DÉFI 1:
Répondez aux questions suivantes d'après l'extrait :
(a) Dans quel cadre la réflexion collective sera-t-elle menée ?
(b) Quelle édition du Concours national de la Résistance et de la déportation est évoquée ?
(c) À qui Guy Môquet adresse-t-il sa lettre ?
DÉFI 2: Présentez sous forme de liste le paragraphe de l'extrait commençant par « Suit, en pièce jointe », en conservant ses faits essentiels.
DÉFI 3: Reproduisez le passage de l'extrait allant de « Choqués ? Je » jusqu'à « Pour la France. », en substituant « exécutés » à « fusillés ».

EXTRAIT:
/---
Tous ces jeunes Français d’alors, passionnément attachés à la liberté au point de sacrifier leur propre vie pour défendre celle des autres, constituent un formidable exemple pour les jeunes d’aujourd’hui. Leur mémoire évoque les valeurs de liberté d’égalité et de fraternité qui font la force et la grandeur de notre pays et qui appellent le sens du devoir, le dévouement et le don de soi. » (…) « Le programme se poursuivra par une réflexion collective menée dans le cadre de la classe. On exploitera notamment les thèmes liés à la mémoire de la Seconde Guerre mondiale dans les programmes d’enseignement notamment d’histoire, de lettres, de philosophie. Ce sera également l’occasion de mobiliser les équipes éducatives sur l’édition 2008 du Concours national de la Résistance et de la déportation : “L’aide aux personnes persécutées et pourchassées en France pendant la seconde guerre mondiale : une forme de résistance. »
Choqués ? Je ne le pense pas…
Suit, en pièce jointe, un fichier pdf à télécharger contenant la lettre de Guy Môquet à sa mère, celle d’Henri Bajtsztok à son professeur, celle d’Henri Fertet à ses parents, celle de Guido Brancadoro à sa famille, celle de Robert Peletier à son fils… Car ils sont nombreux à avoir jetés sur un papier quelques phrases d’amour avant d’être fusillés. Pour la France.
\---
MATÉRIEL FOURNI:
/---
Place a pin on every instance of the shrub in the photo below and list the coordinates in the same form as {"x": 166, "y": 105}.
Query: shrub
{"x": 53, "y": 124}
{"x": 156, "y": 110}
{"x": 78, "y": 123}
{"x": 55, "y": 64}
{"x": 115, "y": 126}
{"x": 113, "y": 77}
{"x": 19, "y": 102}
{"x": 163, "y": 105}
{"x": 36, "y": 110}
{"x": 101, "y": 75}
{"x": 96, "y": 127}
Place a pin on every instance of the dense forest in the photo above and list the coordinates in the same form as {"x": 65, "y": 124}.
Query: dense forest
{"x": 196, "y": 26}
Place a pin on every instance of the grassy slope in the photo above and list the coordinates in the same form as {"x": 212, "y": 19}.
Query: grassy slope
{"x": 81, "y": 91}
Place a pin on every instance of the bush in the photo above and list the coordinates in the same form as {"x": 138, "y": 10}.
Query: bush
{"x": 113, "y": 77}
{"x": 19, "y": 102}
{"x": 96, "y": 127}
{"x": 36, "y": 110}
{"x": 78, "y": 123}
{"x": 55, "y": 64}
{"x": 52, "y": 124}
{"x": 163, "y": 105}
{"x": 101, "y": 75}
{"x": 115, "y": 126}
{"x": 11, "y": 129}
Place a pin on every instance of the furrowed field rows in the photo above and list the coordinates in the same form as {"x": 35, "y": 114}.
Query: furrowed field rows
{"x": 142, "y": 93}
\---
CORRIGÉ 1:
(a) Dans le cadre de la classe.
(b) L'édition 2008.
(c) À sa mère.

CORRIGÉ 2:
Un fichier pdf joint, à télécharger, contient plusieurs lettres :
- celle de Guy Môquet à sa mère ;
- celle d'Henri Bajtsztok à son professeur ;
- celle d'Henri Fertet à ses parents ;
- celle de Guido Brancadoro à sa famille ;
- celle de Robert Peletier à son fils.
Nombreux sont ceux qui ont écrit quelques phrases d'amour avant d'être fusillés, pour la France.

CORRIGÉ 3:
Choqués ? Je ne le pense pas…
Suit, en pièce jointe, un fichier pdf à télécharger contenant la lettre de Guy Môquet à sa mère, celle d’Henri Bajtsztok à son professeur, celle d’Henri Fertet à ses parents, celle de Guido Brancadoro à sa famille, celle de Robert Peletier à son fils… Car ils sont nombreux à avoir jetés sur un papier quelques phrases d’amour avant d’être exécutés. Pour la France.